[[ Provided text open ]]

SUPR
AlphaFold predictions of unknown protein products from biosynthetic gene clusters
Dnr:

NAISS 2024/22-1167

Type:

NAISS Small Compute

Principal Investigator:

Tom Resink

Affiliation:

Karolinska Institutet

Start Date:

2024-10-28

End Date:

2025-11-01

Primary Classification:

10610: Bioinformatics and Systems Biology (methods development to be 10203)

Webpage:

Allocation

Abstract

The human microbiome consists of an assortment of commensal and mutualistic microbes, which utilize secondary metabolites, among other signals, to shape their microbial ecosystem and mediate microbe-microbe, microbe-host, and microbe-environment interactions. These secondary metabolites can be an excellent source of antibiotics or other medically relevant bioactive compounds. The synthesis of these compounds can often be attributed to spatially neighboring clusters of genes, known as biosynthetic gene clusters (BGCs). Despite the increased interest in BGCs, within the clinical and biotechnological fields, it can be challenging to functionally characterize members of these clusters. Specifically, the departure from homology-based BGC annotation towards deep learning annotation approaches, while powerful for identifying evolutionarily unique or unknown clusters, has hindered functional annotation and subsequent identification of interesting bioactive secondary metabolites. Our project will begin to delve into the likely function of currently uncharacterized BGCs. First through bioinformatic approaches, before selecting promising candidates for further biochemical and structural experiments. Specifically, we intend to utilize the allocated computational resources to derive ab initio protein structure predictions for translated coding sequences identified in BGCs. The obtained structural models, with the input sequences, will be used to assist in the functional annotation of these BGCs through other bioinformatic tools and methods.

[[ Provided text closed ]]
[[ Dataset extract open ]]

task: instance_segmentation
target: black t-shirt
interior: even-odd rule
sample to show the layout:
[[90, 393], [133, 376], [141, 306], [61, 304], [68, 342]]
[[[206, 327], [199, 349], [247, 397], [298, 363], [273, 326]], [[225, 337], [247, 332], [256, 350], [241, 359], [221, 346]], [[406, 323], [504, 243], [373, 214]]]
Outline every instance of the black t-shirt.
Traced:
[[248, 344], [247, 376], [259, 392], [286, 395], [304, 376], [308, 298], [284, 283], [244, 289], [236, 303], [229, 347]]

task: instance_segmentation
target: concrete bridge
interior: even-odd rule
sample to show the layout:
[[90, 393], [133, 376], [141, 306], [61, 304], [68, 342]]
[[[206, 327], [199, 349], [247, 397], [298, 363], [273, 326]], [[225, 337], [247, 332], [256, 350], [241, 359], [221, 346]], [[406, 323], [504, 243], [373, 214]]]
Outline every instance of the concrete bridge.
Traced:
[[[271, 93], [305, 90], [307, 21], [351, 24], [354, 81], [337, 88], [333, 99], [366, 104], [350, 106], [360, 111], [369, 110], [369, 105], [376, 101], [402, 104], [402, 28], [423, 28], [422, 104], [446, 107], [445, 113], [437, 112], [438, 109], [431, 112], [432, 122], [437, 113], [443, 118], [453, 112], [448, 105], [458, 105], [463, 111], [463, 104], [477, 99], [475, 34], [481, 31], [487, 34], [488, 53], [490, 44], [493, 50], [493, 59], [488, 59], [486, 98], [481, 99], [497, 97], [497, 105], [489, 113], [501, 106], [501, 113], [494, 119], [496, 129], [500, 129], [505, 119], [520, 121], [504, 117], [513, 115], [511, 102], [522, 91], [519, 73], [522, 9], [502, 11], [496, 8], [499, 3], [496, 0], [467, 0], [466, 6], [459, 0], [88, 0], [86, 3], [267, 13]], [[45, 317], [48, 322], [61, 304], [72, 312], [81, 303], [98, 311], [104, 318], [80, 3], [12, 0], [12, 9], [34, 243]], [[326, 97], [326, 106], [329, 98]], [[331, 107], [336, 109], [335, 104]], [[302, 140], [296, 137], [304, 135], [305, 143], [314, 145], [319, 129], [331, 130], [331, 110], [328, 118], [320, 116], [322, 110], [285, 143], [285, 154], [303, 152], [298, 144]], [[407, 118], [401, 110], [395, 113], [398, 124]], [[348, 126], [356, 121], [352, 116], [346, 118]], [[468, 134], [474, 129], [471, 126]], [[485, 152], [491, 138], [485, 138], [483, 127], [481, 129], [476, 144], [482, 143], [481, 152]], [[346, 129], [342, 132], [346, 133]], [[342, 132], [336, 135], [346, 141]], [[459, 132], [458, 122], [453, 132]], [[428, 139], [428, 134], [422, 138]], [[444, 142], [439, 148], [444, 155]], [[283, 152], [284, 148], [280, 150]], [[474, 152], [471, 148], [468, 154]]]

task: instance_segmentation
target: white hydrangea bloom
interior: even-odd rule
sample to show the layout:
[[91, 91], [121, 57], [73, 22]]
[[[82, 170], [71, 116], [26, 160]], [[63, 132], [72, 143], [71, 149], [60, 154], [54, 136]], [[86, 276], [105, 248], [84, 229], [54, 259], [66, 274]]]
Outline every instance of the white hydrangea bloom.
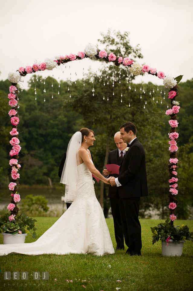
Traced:
[[47, 58], [45, 59], [44, 62], [46, 65], [46, 69], [50, 70], [56, 68], [57, 65], [56, 62], [54, 62], [53, 58]]
[[96, 46], [89, 43], [86, 46], [84, 52], [90, 58], [92, 58], [97, 53], [97, 48]]
[[166, 88], [173, 88], [177, 84], [177, 81], [172, 76], [168, 75], [164, 79], [163, 83]]
[[8, 74], [8, 79], [11, 83], [16, 83], [20, 79], [21, 76], [18, 71], [11, 71]]
[[137, 62], [133, 63], [131, 65], [130, 71], [133, 75], [139, 75], [142, 72], [142, 66]]

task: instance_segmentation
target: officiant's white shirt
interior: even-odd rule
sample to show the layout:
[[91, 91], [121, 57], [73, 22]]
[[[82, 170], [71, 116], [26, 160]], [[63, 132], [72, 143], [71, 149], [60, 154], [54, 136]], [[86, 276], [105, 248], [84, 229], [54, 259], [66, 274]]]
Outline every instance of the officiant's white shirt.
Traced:
[[[137, 139], [137, 137], [135, 137], [134, 139], [133, 139], [132, 140], [131, 140], [130, 142], [129, 143], [129, 145], [130, 145], [130, 144], [131, 143], [131, 142], [132, 142], [134, 140], [134, 139]], [[120, 151], [120, 152], [121, 151]], [[125, 154], [126, 152], [125, 151], [125, 153], [124, 154], [124, 155]], [[118, 180], [118, 178], [115, 178], [115, 179], [114, 180], [114, 182], [116, 183], [116, 184], [117, 185], [117, 187], [119, 187], [120, 186], [122, 186], [121, 184], [121, 183], [119, 183], [119, 180]]]

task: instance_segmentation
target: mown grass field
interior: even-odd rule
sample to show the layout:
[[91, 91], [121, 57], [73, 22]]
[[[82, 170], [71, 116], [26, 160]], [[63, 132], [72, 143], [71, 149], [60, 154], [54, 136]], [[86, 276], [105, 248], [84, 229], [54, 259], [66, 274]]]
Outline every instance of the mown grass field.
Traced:
[[[38, 238], [58, 218], [36, 219]], [[113, 220], [110, 219], [106, 220], [115, 248]], [[160, 221], [140, 220], [141, 256], [126, 255], [126, 247], [125, 251], [115, 251], [114, 254], [100, 257], [89, 254], [31, 256], [14, 254], [0, 257], [0, 269], [2, 272], [0, 273], [0, 290], [116, 291], [116, 288], [121, 288], [120, 291], [192, 291], [193, 243], [189, 241], [185, 243], [181, 257], [162, 256], [161, 242], [152, 245], [150, 229], [151, 226]], [[193, 231], [193, 221], [177, 220], [175, 222], [176, 225], [187, 224]], [[0, 236], [1, 243], [3, 243], [2, 236]], [[25, 242], [35, 240], [28, 235]], [[5, 271], [11, 272], [11, 276], [13, 272], [19, 272], [20, 276], [22, 272], [28, 272], [29, 279], [25, 281], [12, 279], [5, 281]], [[33, 272], [37, 271], [41, 275], [42, 272], [49, 272], [49, 279], [43, 280], [41, 276], [39, 280], [34, 280]], [[68, 283], [66, 280], [73, 282]], [[117, 280], [122, 282], [117, 282]]]

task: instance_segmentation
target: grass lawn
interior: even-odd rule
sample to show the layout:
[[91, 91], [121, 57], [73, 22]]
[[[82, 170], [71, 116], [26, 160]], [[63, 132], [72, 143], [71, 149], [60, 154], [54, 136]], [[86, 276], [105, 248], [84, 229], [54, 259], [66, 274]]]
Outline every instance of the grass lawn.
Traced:
[[[58, 218], [36, 219], [38, 238]], [[115, 248], [113, 220], [110, 219], [106, 220]], [[32, 256], [11, 254], [1, 256], [0, 269], [2, 273], [0, 273], [0, 290], [76, 291], [86, 289], [88, 291], [116, 291], [118, 287], [121, 288], [120, 291], [192, 291], [193, 243], [186, 242], [181, 257], [162, 256], [161, 242], [152, 245], [150, 229], [150, 226], [156, 225], [160, 221], [140, 220], [141, 256], [126, 255], [126, 250], [115, 251], [114, 254], [98, 257], [90, 254]], [[177, 220], [175, 222], [176, 225], [187, 224], [193, 231], [193, 221]], [[0, 236], [0, 243], [2, 243], [3, 236]], [[35, 240], [28, 235], [25, 242]], [[5, 280], [5, 271], [11, 272], [11, 278], [13, 272], [20, 272], [20, 276], [22, 272], [28, 272], [29, 279], [26, 281], [12, 279]], [[33, 279], [33, 272], [36, 271], [40, 272], [40, 279], [38, 281]], [[42, 279], [41, 272], [44, 271], [49, 272], [48, 280]], [[73, 282], [68, 283], [66, 279]], [[122, 282], [117, 283], [117, 280]]]

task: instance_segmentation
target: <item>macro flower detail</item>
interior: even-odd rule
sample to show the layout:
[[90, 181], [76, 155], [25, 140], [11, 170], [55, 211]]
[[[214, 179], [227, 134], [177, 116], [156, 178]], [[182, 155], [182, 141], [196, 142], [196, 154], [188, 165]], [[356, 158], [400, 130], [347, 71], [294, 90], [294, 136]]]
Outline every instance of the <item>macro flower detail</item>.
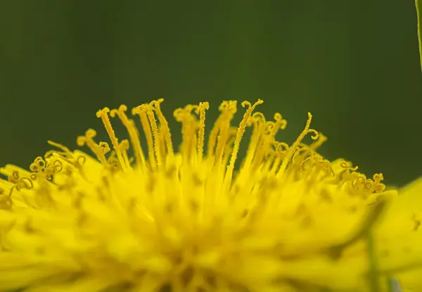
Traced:
[[1, 169], [0, 291], [386, 291], [422, 262], [422, 245], [407, 245], [421, 242], [422, 213], [382, 174], [319, 154], [310, 113], [288, 144], [261, 100], [242, 103], [237, 127], [237, 103], [223, 102], [207, 137], [208, 103], [188, 105], [174, 113], [176, 151], [162, 101], [132, 109], [142, 135], [125, 106], [98, 110], [110, 144], [91, 129], [77, 141], [92, 156], [49, 141], [29, 170]]

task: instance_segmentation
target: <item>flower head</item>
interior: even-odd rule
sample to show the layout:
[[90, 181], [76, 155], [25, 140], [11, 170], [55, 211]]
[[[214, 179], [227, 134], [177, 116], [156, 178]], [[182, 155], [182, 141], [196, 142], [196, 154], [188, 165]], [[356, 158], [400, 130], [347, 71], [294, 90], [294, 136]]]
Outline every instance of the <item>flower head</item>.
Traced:
[[[397, 196], [382, 174], [368, 178], [319, 154], [326, 137], [310, 113], [293, 144], [277, 141], [286, 121], [255, 112], [260, 100], [242, 103], [237, 127], [236, 102], [223, 102], [207, 140], [208, 103], [176, 110], [183, 139], [175, 152], [162, 101], [132, 110], [146, 147], [125, 106], [105, 108], [96, 115], [111, 145], [97, 143], [94, 129], [77, 138], [94, 157], [49, 141], [56, 150], [30, 171], [1, 170], [0, 291], [365, 291], [371, 254], [385, 252], [368, 253], [366, 239]], [[130, 142], [118, 139], [110, 118]], [[397, 258], [378, 264], [391, 269]]]

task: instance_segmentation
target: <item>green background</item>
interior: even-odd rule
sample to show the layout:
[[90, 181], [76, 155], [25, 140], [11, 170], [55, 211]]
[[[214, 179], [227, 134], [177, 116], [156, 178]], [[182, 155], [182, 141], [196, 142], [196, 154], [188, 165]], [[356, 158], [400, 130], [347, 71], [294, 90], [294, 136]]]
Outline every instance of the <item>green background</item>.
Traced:
[[178, 106], [208, 101], [210, 121], [222, 100], [260, 98], [288, 119], [287, 141], [310, 111], [328, 158], [393, 184], [422, 174], [411, 1], [13, 0], [0, 11], [1, 164], [29, 166], [47, 139], [76, 147], [103, 129], [103, 106], [164, 98], [176, 133]]

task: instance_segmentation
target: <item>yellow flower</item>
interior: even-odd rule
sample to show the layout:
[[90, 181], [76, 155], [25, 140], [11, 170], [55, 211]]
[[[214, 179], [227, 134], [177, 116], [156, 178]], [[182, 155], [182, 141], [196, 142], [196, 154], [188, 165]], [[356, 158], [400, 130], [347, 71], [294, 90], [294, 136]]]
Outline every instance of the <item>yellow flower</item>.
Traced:
[[[236, 102], [224, 101], [205, 151], [208, 103], [188, 105], [174, 111], [183, 136], [174, 152], [162, 101], [132, 110], [147, 157], [121, 106], [97, 113], [113, 151], [89, 129], [77, 144], [95, 158], [49, 141], [58, 150], [30, 171], [1, 169], [8, 180], [0, 180], [0, 291], [373, 291], [395, 269], [421, 262], [422, 245], [383, 258], [387, 248], [406, 247], [397, 236], [378, 243], [403, 230], [388, 218], [399, 211], [413, 228], [418, 218], [406, 217], [409, 204], [390, 206], [397, 191], [385, 191], [382, 174], [366, 178], [318, 154], [326, 137], [310, 128], [310, 114], [288, 145], [275, 140], [286, 125], [280, 114], [268, 121], [253, 113], [262, 101], [242, 103], [238, 127]], [[110, 117], [130, 143], [119, 141]], [[248, 151], [235, 168], [248, 127]], [[383, 216], [385, 209], [393, 215]]]

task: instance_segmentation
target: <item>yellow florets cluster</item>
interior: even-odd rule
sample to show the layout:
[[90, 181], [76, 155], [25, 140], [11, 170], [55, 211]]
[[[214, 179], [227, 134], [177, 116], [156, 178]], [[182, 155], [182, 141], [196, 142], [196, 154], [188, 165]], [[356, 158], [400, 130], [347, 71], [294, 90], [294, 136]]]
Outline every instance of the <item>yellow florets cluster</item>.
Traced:
[[[0, 291], [375, 292], [392, 277], [421, 285], [412, 268], [422, 262], [422, 218], [411, 195], [318, 154], [326, 137], [310, 114], [289, 145], [275, 139], [286, 125], [280, 114], [253, 113], [262, 101], [242, 103], [238, 127], [236, 102], [224, 101], [205, 151], [208, 103], [188, 105], [174, 111], [175, 153], [162, 101], [132, 110], [145, 153], [121, 106], [97, 113], [113, 150], [89, 129], [77, 144], [95, 158], [49, 141], [58, 150], [30, 171], [1, 170]], [[130, 142], [117, 138], [115, 117]], [[415, 184], [406, 191], [421, 189]]]

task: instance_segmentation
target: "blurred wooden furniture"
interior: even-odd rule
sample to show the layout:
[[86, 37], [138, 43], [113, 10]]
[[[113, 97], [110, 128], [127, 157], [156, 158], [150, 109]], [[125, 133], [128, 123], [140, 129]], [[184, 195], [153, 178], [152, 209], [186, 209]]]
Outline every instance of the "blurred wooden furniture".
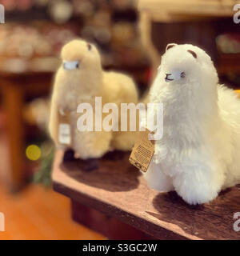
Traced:
[[[7, 181], [10, 188], [18, 190], [26, 182], [25, 130], [22, 108], [26, 96], [39, 97], [49, 94], [52, 72], [29, 71], [14, 73], [0, 69], [0, 90], [6, 116], [6, 135], [10, 163]], [[4, 159], [6, 161], [6, 159]], [[8, 171], [8, 170], [5, 170]]]
[[154, 72], [170, 42], [198, 45], [216, 61], [215, 37], [218, 29], [224, 30], [227, 26], [226, 19], [218, 22], [219, 18], [229, 18], [230, 26], [238, 30], [232, 20], [234, 4], [234, 0], [138, 0], [142, 42]]
[[240, 209], [240, 186], [222, 192], [212, 202], [190, 206], [175, 192], [147, 188], [129, 154], [106, 156], [100, 168], [83, 171], [82, 162], [62, 163], [58, 151], [54, 189], [72, 201], [77, 222], [111, 239], [240, 239], [234, 214]]

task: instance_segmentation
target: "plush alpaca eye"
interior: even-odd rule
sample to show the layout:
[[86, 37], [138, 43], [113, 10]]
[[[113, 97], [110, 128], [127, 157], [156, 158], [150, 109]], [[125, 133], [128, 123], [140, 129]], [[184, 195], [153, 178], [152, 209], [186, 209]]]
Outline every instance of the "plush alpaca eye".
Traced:
[[183, 78], [186, 77], [186, 74], [184, 72], [182, 72], [180, 74], [181, 78]]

[[ Dataset extract closed ]]

◆ Requirement
Reproduce the passage of the AlphaFold compute project text starting at "Karolinska Institutet" and ending at "to be 10203)".

◆ Answer
Karolinska Institutet

Start Date:

2024-10-28

End Date:

2025-11-01

Primary Classification:

10610: Bioinformatics and Systems Biology (methods development to be 10203)